----- SOURCE DOCUMENT -----

KURTZ: At night, did you dig night defense positions?
ZIEN: Fighting holes.
KURTZ: Fighting holes?
ZIEN: Yeah, we dug fighting holes. We put up our ponchos and if was raining. But for the–
KURTZ: Were you resupplied at night typically, or did you carry your supplies in?
ZIEN: We carried our supplies. We were reconnaissance, search and destroy. Every few days they'd bring in choppers for food, C-rations, if I can recall. And I remember–
KURTZ: How often did you get changed, the uniforms?
ZIEN: Oh my gosh. Not very often. Oh boy, I'd have to say every couple weeks or something–
KURTZ: So if something tore or something like that, you were just stuck with it.
ZIEN: Yeah, we had our own, we could sew our stuff. When we'd go into a stream or something, we would wash our own clothes. I remember one time I was point man, and we found this waterfalls and it was a beautiful, we took pictures, a couple of us took pictures. And then as my reward for being point man to find this waterfall, 'cause we had spent a couple hours there, cleaning, washing our clothes, and then, of course, they dried real fast in the heat, or we'd wear them wet. That felt good. But we took off and I was the last because my reward was, I didn't have to be point any more. And the new point man took a trail along this stream, you know, on both sides of the stream, there was trails. And I had forgotten my camera, you know, after all this work, I had taken pictures. So I ran back, you know, and got up the trail a couple hundred yards, I ran back and here's like, must've been 7 or 8 NVA [North Vietnam Army] regulars. They were, you know, I come around this corner into the clearing by the waterfalls and I was running because I want to get back to the unit, and [makes whooping noise] you know, here's, and they were going through our C-rations and stuff. They saw me, and at least 6, 8 of them. And I saw them at the same time and boy, they dove for cover, and I just wheeled around and ran like a chicken with his head cut off. I mean, they probably thought there was more of me than one. And I don't know how many of them there were, but I'll never forget that as long as I–
KURTZ: So you never got your camera back?
ZIEN: Absolutely not. And I wonder if somebody's got that camera. I want to see those pictures.
KURTZ: [Laughs] When you talked about the point man that took over for you going down the trail, who made the decisions on which kind of a route you would take? Would it be the point man or would it be?
ZIEN: Oh no, oh no, no. It was the, at that time we had a platoon commander, it was a platoon-size operation. So the first lieutenant, I think his name was Kelly, First Lieutenant Kelly, made that decision and he liked what I did. I got along with him good, but I was just a grunt, you know, 311 rifleman, point man. And he liked doing what I did, going across country. And it was a little bit slower going, obviously, but in the long run it was safer, in the long run.
KURTZ: Was he under some pressure to go faster than you were going?
ZIEN: Well when you did your group coordinates, and the trail did not go to where we were always going.
KURTZ: Yeah.
ZIEN: So if you take ridges, you can go, you know, clicks away, miles away from your destination. So when I did cross-country, and kept that compass in my hands, you know, it was probably the same.
KURTZ: Did you pace, or did you, you know when you're going to a distance, I mean, so how did you know far you had gone?
ZIEN: Oh boy. We didn't have GPSs in those years. Usually, a lot of times the grid coordinates were the top of hills.

-----

### COMPLETE THE FOLLOWING:
• a. Quote the interview transcript between "KURTZ: Was he" and "you had gone?", inclusive.
• b. In the interview transcript, what had Zien forgotten at the waterfall that made him run back?

----- ENTRIES SHOWN -----

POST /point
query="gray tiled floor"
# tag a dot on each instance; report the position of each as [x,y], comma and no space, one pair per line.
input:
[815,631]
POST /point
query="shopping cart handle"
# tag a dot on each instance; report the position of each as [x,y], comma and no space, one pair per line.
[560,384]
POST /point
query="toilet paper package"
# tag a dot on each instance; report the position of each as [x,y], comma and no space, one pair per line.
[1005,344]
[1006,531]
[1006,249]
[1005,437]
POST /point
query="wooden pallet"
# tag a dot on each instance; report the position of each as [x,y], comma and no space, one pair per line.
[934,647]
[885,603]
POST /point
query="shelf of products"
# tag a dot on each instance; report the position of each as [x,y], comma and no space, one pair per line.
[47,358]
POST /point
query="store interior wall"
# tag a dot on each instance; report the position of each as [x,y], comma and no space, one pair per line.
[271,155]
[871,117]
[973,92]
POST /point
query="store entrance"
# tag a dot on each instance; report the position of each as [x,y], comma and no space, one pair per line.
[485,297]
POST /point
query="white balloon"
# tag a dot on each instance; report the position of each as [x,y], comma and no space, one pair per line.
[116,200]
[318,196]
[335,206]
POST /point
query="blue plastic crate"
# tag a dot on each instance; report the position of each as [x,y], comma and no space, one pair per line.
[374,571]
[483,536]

-----
----- ENTRIES SHOWN -----

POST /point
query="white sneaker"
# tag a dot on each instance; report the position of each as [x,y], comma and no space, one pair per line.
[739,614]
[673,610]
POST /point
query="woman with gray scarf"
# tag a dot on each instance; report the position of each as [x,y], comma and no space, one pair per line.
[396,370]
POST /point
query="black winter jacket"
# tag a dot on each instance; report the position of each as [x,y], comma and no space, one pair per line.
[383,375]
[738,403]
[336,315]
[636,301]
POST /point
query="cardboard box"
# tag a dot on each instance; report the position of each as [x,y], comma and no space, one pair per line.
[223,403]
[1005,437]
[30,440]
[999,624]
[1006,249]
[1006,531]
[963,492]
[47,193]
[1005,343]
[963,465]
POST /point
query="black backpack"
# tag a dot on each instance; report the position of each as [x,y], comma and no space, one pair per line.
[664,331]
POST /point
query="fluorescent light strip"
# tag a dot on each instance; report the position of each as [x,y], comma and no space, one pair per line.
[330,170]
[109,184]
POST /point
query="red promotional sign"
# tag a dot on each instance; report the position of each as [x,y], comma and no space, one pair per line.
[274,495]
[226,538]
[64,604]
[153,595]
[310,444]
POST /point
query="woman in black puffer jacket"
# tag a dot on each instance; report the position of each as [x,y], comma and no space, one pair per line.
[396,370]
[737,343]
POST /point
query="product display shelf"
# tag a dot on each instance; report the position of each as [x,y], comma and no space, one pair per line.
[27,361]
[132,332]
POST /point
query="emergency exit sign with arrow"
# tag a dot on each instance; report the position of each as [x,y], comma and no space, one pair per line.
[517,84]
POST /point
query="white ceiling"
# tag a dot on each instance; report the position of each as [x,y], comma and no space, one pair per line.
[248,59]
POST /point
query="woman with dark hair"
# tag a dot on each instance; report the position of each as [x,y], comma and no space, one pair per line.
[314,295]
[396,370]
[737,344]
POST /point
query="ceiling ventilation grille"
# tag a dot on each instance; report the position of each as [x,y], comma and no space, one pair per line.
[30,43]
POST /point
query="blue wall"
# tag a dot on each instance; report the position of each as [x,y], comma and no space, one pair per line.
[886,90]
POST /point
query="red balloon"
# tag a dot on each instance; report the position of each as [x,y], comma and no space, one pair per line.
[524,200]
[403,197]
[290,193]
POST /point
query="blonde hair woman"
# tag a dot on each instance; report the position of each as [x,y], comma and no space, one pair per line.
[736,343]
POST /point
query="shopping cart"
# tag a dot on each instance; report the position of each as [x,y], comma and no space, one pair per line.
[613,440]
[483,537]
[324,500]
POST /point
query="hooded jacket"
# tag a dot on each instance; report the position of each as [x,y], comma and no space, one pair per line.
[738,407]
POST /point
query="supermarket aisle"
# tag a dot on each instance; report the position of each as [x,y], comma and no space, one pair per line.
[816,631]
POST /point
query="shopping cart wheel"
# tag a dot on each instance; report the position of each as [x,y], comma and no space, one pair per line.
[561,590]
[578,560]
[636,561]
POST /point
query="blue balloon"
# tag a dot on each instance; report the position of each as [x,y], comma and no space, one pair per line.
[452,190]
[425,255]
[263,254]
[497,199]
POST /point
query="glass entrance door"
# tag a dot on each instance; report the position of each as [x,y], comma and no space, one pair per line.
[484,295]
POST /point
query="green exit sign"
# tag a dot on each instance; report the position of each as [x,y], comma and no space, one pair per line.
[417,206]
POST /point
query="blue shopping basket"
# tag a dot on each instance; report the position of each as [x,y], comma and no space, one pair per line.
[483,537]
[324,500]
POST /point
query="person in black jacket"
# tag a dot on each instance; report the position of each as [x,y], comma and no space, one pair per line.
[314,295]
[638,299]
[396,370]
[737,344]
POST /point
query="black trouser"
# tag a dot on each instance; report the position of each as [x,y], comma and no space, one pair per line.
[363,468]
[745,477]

-----
----- ENTRIES SHOWN -----

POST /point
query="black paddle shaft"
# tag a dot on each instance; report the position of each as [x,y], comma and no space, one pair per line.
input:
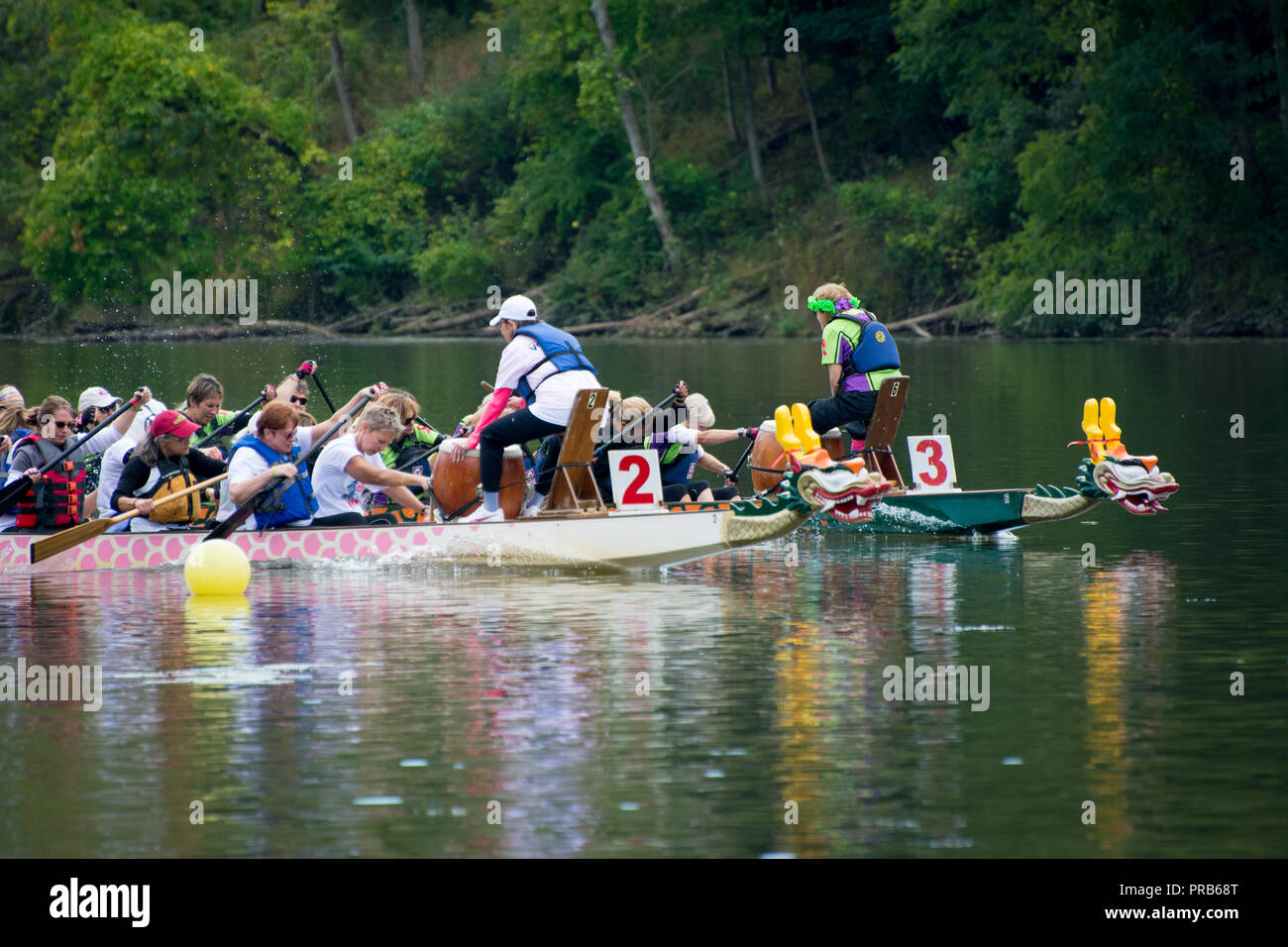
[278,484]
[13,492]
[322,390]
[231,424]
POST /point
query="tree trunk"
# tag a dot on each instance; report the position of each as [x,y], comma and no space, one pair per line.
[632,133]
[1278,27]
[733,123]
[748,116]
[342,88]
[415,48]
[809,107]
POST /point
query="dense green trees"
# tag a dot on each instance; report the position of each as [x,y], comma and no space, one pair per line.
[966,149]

-----

### ANSWERS BELOW:
• a.
KURTZ: Was he under some pressure to go faster than you were going?
ZIEN: Well when you did your group coordinates, and the trail did not go to where we were always going.
KURTZ: Yeah.
ZIEN: So if you take ridges, you can go, you know, clicks away, miles away from your destination. So when I did cross-country, and kept that compass in my hands, you know, it was probably the same.
KURTZ: Did you pace, or did you, you know when you're going to a distance, I mean, so how did you know far you had gone?

• b. His camera.